(Records)
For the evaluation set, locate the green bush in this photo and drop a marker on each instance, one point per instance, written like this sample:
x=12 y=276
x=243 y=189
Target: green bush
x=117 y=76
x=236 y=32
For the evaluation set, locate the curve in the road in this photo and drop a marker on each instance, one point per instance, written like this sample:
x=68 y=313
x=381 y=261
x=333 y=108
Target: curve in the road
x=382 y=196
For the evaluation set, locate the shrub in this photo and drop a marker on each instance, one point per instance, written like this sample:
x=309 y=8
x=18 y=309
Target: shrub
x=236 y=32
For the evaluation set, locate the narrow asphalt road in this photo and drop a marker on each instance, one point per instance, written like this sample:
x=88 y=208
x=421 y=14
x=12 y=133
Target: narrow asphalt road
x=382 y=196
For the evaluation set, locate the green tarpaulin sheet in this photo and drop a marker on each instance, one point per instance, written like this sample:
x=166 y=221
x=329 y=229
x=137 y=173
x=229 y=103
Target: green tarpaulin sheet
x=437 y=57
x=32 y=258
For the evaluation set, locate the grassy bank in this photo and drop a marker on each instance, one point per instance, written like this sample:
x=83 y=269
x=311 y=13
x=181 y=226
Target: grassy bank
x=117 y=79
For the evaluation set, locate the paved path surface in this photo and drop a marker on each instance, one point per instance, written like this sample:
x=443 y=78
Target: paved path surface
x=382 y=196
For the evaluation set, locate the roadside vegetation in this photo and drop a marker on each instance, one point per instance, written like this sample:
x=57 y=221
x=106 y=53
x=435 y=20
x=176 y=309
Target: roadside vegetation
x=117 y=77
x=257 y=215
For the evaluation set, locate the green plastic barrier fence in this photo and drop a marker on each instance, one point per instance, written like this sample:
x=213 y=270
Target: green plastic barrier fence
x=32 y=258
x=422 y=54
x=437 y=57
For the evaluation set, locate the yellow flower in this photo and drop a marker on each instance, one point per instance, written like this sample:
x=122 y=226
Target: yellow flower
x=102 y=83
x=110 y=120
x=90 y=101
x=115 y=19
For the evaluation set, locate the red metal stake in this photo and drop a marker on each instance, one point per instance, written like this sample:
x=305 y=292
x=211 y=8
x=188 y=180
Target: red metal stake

WHAT IS EXPECTED: Revise the part of the listing that opens with the line containing "For the evaluation set, locate the shrub" and closes with the line containing "x=257 y=215", replacing every "drop a marker" with "place a pin" and leaving everything else unchanged. Give only those lines.

CORRECT RESPONSE:
For the evaluation set, locate the shrub in this photo and place a pin on each instance, one point per instance, written like this sample:
x=309 y=8
x=18 y=309
Target: shrub
x=236 y=32
For the evaluation set, locate the narrow asphalt road in this photo and place a pin on each instance, one point per instance, written like this sample:
x=88 y=208
x=421 y=14
x=12 y=133
Target: narrow asphalt road
x=382 y=196
For the evaluation set, locate the green tarpaulin sheet in this photo and place a pin on each instance, one point per instance, written like this sample:
x=166 y=221
x=329 y=229
x=137 y=173
x=229 y=103
Target: green tarpaulin sheet
x=437 y=57
x=32 y=258
For the evaluation set, locate the grassy bank in this photo and place a pin on each instance, one point per instance, written like this sample:
x=83 y=269
x=311 y=13
x=181 y=226
Target: grassy bank
x=117 y=79
For the evaluation set, locate the paved path surface in this photo and place a pin on each instance, one point per instance, written like this sample:
x=443 y=78
Target: paved path surface
x=382 y=196
For the evaluation set, locate the roadside vegetation in this photo and place a pin on each instance, one point per instance, written like this sample:
x=57 y=221
x=106 y=53
x=435 y=20
x=176 y=309
Target: roadside vegetation
x=117 y=77
x=257 y=215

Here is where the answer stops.